Le point sur la hausse des prix des carburants en France

parue le
Carburants

Face à la hausse des prix à la pompe, les groupes E. Leclerc et Carrefour ont engagé des opérations de vente de carburants à prix coûtant. (©Pixabay)

La progression de la fiscalité pesant sur les carburants en France est actuellement critiquée par de nombreux automobilistes français, suite à la remontée des cours du pétrole brut. État des lieux.

Les raisons de la hausse des prix des carburants

En octobre 2018, les prix moyens des carburants dans les stations-service françaises ont atteint 1,52 €/l (dont 56,7% de taxes) pour le gazole et 1,56 €/l (dont 61% de taxes) pour le SP95(1). En un an, le prix du gazole a augmenté de 22,7% et celui du SP95 de 15% selon les données du ministère en charge de l’énergie(2).

La hausse de prix durant cette période est d’une part due à l’augmentation annuelle de la fiscalité pesant sur ces carburants au 1er janvier 2018 (hausse moyenne de 7,6 centimes d’euro par litre pour le gazole et de 3,84 c€/l pour l’essence), mais surtout à la remontée des cours du pétrole brut durant les derniers mois qui est, dans le cas du gazole, responsable des « trois quarts » de la hausse, a rappelé Emmanuel Macron.

Entre juin 2017 et septembre 2018, les cours mondiaux du pétrole sont remontés de près de 70%(3), la légère revalorisation de l’euro face au dollar ayant « marginalement amorti le choc », indiquent Christian de Perthuis et Anouk Faure dans une note de la Chaire Économie du Climat publiée le 5 novembre(4).

Si le renchérissement du gazole et des essences au cours des derniers mois est principalement imputable à la remontée des cours du pétrole, le coût de ce dernier dans les prix des carburants reste minoritaire, de l’ordre de 30% à 35% du total à la pompe (raffinage compris). C’est ainsi la lourde fiscalité pesant sur les carburants qui est aujourd’hui pointée du doigt par les automobilistes français, une partie d’entre eux appelant à une journée de blocage des routes le 17 novembre prochain.

○ ○ ○ ○ ○ ○ ○

Consigne ▸ Recopiez mot pour mot le passage du texte sur la hausse des prix des carburants qui va de "Entre juin 2017" jusqu'à "17 novembre prochain." inclus.

○ ○ ○ ○ ○ ○ ○

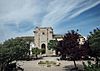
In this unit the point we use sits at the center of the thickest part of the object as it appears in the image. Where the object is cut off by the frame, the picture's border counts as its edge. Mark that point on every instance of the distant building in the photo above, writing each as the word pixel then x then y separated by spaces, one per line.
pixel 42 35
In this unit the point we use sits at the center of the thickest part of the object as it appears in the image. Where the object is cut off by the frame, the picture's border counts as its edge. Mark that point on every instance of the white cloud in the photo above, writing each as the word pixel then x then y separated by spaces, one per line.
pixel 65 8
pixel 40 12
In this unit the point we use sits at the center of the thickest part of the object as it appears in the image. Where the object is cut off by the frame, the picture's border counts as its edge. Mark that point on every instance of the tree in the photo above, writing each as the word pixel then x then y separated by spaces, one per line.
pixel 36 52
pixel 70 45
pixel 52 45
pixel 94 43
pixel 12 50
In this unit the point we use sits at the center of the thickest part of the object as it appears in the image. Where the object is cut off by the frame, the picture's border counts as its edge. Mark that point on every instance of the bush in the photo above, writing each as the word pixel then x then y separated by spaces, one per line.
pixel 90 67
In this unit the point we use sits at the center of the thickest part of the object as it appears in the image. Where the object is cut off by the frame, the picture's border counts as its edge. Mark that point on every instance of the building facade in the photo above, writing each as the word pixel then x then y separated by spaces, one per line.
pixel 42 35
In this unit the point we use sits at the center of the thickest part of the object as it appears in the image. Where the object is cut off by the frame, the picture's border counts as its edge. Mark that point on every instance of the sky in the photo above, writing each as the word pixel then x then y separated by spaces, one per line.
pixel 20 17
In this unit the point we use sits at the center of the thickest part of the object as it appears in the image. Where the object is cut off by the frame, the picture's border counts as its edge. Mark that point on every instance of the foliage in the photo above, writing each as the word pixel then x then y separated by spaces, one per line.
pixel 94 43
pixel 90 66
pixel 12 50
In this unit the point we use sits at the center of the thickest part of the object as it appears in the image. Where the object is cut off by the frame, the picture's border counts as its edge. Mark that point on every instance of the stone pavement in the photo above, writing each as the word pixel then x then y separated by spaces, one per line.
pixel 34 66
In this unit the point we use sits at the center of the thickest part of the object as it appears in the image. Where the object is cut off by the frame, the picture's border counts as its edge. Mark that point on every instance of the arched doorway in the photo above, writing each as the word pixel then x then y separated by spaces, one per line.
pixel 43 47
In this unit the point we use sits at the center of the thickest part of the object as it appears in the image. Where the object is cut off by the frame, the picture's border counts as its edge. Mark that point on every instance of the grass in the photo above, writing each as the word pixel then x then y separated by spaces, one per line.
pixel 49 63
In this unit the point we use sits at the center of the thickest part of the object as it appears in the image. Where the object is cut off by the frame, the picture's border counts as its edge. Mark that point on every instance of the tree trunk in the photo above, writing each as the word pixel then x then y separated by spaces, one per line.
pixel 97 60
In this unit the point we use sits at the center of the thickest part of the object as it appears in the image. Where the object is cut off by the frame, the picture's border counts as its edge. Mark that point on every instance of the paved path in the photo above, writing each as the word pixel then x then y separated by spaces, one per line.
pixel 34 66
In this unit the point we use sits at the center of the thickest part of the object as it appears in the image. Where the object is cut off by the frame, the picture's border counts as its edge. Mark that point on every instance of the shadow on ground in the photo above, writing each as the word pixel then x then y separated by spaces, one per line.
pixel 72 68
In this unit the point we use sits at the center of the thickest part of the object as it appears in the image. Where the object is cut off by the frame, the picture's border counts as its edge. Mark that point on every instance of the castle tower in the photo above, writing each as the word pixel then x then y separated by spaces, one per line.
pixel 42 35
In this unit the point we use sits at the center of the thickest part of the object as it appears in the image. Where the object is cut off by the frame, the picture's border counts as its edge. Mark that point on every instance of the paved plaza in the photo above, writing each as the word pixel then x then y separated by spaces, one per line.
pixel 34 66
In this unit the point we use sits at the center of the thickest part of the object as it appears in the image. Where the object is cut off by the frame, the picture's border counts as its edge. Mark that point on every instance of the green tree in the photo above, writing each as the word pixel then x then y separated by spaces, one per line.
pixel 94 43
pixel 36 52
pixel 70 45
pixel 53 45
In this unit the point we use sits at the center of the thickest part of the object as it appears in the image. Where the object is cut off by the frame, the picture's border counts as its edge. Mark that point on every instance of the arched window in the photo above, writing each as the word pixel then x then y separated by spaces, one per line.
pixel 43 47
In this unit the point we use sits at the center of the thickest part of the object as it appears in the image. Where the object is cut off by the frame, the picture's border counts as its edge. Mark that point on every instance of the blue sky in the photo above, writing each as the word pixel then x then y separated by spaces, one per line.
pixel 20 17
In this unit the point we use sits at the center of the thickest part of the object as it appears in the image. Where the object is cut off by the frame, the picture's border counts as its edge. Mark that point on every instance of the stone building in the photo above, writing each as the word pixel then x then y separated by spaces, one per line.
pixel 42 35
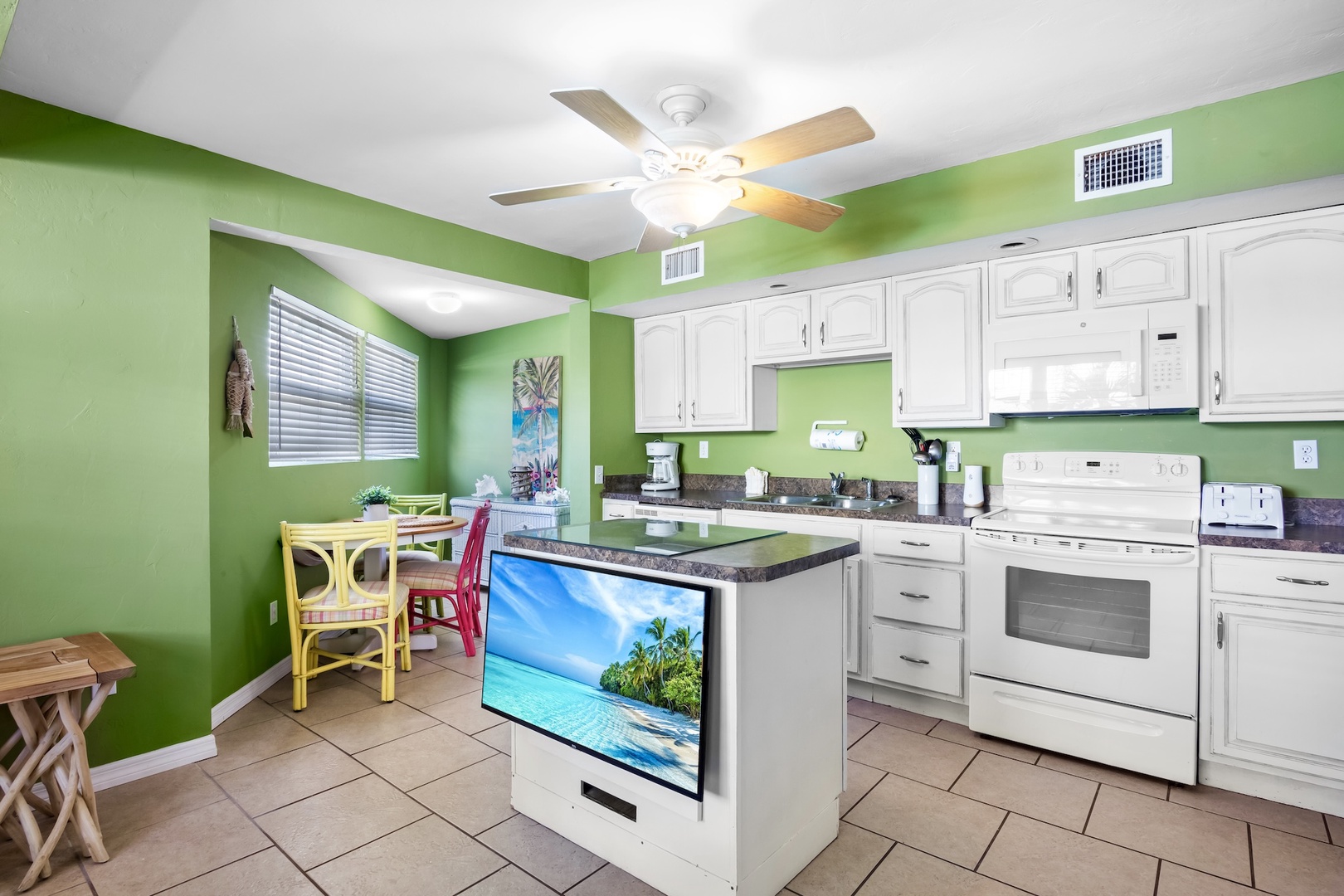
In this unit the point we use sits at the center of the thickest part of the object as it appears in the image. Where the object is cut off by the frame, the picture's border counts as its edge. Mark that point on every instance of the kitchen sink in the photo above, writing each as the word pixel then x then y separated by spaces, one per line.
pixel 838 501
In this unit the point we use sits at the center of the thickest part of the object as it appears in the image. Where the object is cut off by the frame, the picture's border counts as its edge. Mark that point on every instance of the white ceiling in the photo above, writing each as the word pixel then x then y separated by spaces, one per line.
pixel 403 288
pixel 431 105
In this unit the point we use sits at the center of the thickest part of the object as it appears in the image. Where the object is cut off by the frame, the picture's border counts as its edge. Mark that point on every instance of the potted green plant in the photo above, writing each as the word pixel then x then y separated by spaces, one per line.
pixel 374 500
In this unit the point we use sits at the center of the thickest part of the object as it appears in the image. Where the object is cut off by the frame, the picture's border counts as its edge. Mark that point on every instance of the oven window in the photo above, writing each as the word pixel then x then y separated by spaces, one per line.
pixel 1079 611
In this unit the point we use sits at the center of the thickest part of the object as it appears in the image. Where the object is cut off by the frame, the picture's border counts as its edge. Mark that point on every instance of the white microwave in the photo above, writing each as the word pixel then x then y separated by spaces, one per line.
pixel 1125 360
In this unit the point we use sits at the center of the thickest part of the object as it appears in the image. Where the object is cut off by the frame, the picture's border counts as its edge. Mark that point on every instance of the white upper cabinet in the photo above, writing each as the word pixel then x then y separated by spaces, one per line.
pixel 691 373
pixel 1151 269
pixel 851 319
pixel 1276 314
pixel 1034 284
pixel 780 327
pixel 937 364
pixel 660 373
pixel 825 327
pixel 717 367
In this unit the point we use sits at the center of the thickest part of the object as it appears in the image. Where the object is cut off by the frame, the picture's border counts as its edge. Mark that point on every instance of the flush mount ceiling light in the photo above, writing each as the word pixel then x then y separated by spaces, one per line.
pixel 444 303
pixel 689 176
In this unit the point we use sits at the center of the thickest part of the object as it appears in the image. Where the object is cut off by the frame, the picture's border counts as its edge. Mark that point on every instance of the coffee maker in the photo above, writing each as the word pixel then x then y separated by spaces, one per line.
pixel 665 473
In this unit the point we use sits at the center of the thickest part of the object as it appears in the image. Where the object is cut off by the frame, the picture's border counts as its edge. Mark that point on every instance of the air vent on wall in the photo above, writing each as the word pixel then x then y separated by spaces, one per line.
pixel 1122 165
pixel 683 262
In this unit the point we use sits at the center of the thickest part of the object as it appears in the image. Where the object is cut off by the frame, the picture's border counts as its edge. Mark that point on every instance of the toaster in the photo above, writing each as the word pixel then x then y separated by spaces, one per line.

○ ○ ○ ○ ○ ○ ○

Réponse attendue ▸
Entre juin 2017 et septembre 2018, les cours mondiaux du pétrole sont remontés de près de 70%(3), la légère revalorisation de l’euro face au dollar ayant « marginalement amorti le choc », indiquent Christian de Perthuis et Anouk Faure dans une note de la Chaire Économie du Climat publiée le 5 novembre(4).

Si le renchérissement du gazole et des essences au cours des derniers mois est principalement imputable à la remontée des cours du pétrole, le coût de ce dernier dans les prix des carburants reste minoritaire, de l’ordre de 30% à 35% du total à la pompe (raffinage compris). C’est ainsi la lourde fiscalité pesant sur les carburants qui est aujourd’hui pointée du doigt par les automobilistes français, une partie d’entre eux appelant à une journée de blocage des routes le 17 novembre prochain.